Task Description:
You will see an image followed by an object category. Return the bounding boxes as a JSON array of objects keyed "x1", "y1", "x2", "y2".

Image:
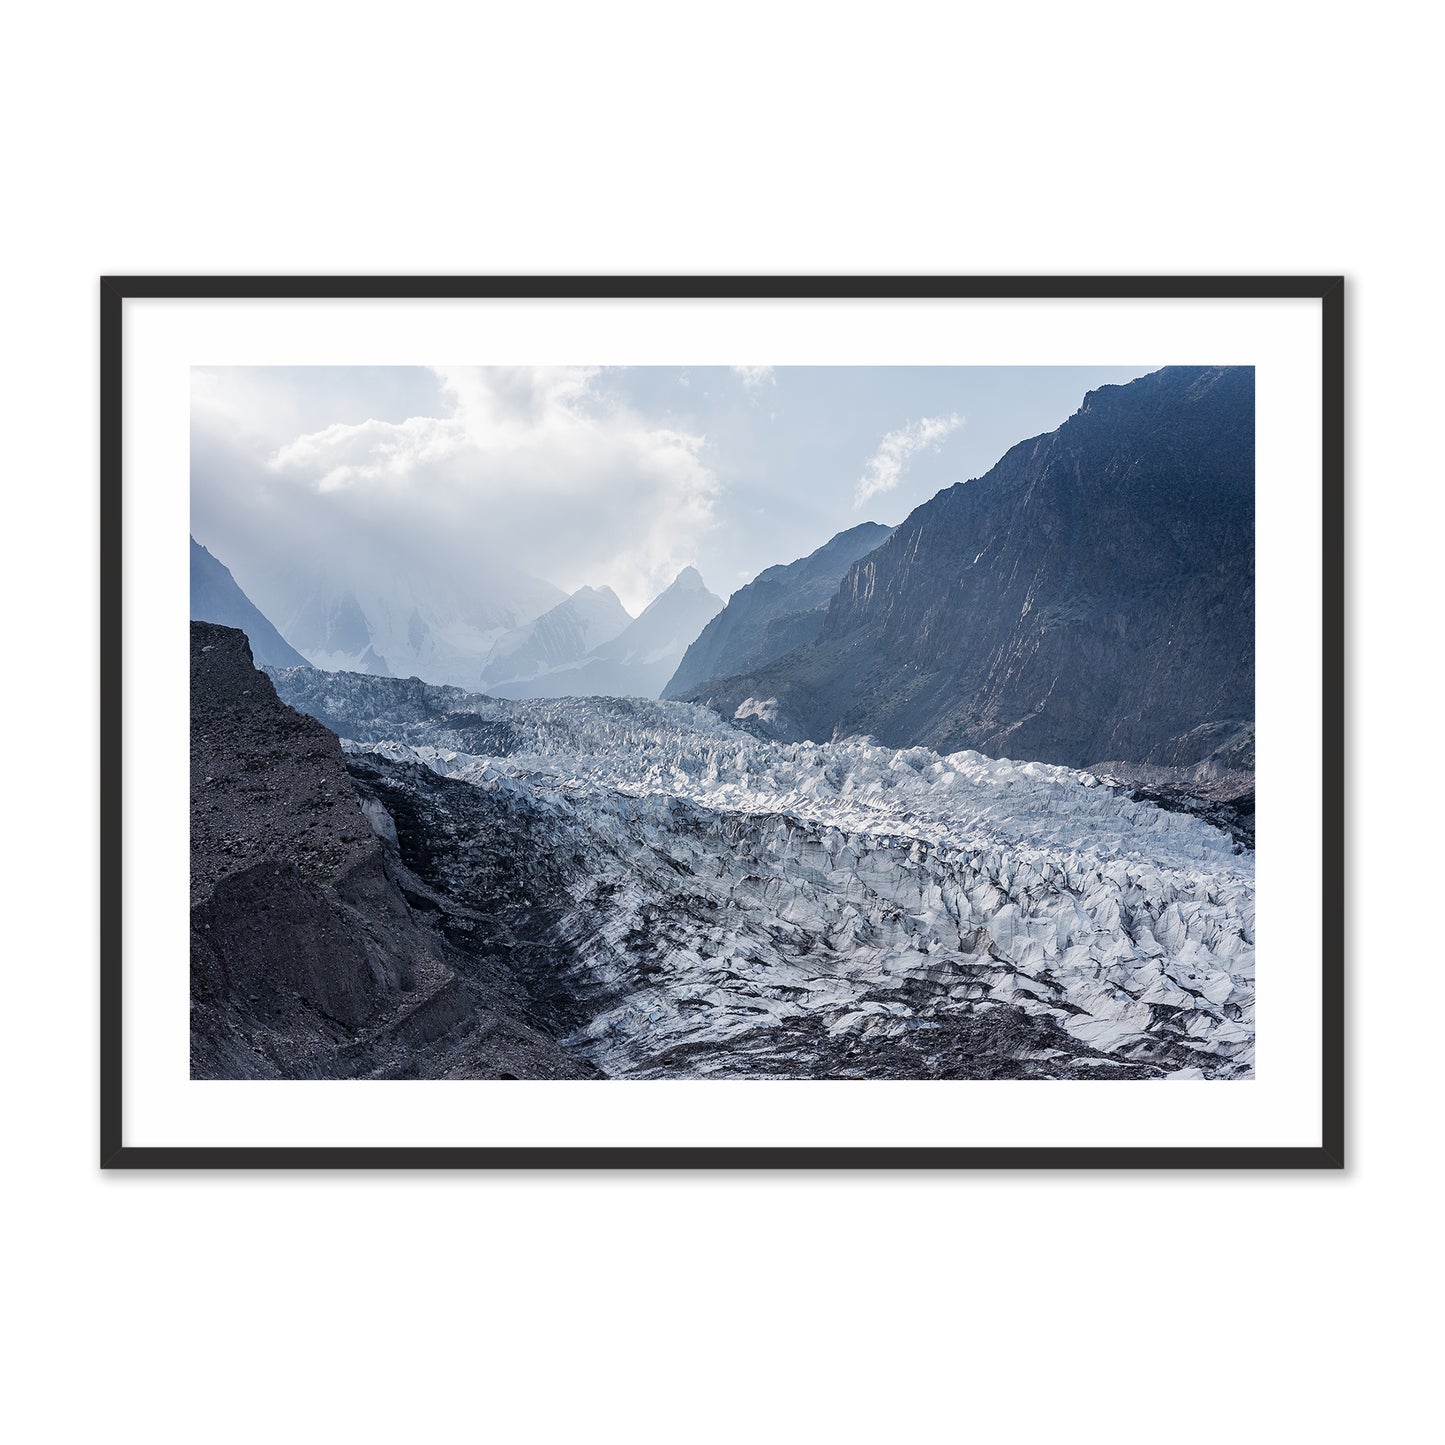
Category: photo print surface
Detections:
[{"x1": 189, "y1": 363, "x2": 1255, "y2": 1081}]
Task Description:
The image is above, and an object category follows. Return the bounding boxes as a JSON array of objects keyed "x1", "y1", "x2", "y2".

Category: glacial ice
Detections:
[{"x1": 270, "y1": 671, "x2": 1256, "y2": 1079}]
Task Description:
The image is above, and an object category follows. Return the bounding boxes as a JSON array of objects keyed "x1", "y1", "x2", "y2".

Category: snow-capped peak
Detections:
[
  {"x1": 479, "y1": 583, "x2": 633, "y2": 689},
  {"x1": 668, "y1": 565, "x2": 707, "y2": 592}
]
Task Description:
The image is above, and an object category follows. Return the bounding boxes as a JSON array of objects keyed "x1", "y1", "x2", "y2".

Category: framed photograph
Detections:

——

■ **Task prompt**: Nothing but the lines from the one holding "You will see" through the last line of the listing should appear in the answer, copied exactly and without pictures.

■ **Solution to this exercise**:
You will see an image followed by an object category. Return the bounding boxes as a JSON array of objects keyed "x1", "y1", "x2", "y2".

Image:
Category: photo print surface
Detections:
[{"x1": 189, "y1": 363, "x2": 1255, "y2": 1081}]
Task Description:
The image is above, and an object category follows. Return the bounding boxes as a JSON array of objects keyed "x1", "y1", "x2", "y2".

Category: glacial ice
Detections:
[{"x1": 270, "y1": 671, "x2": 1256, "y2": 1079}]
Task Description:
The image is above, and an object category follows. Return the bounding boxes as a JSON array of objects keyed "x1", "y1", "x2", "y2".

Category: snow-capped peak
Detections:
[
  {"x1": 479, "y1": 583, "x2": 633, "y2": 689},
  {"x1": 668, "y1": 565, "x2": 707, "y2": 592}
]
Task Description:
The image is above, and an object category follows. Return the bounding boxes as a JSON array of objects keyed "x1", "y1", "x2", "y2".

Category: framed photograph
Detections:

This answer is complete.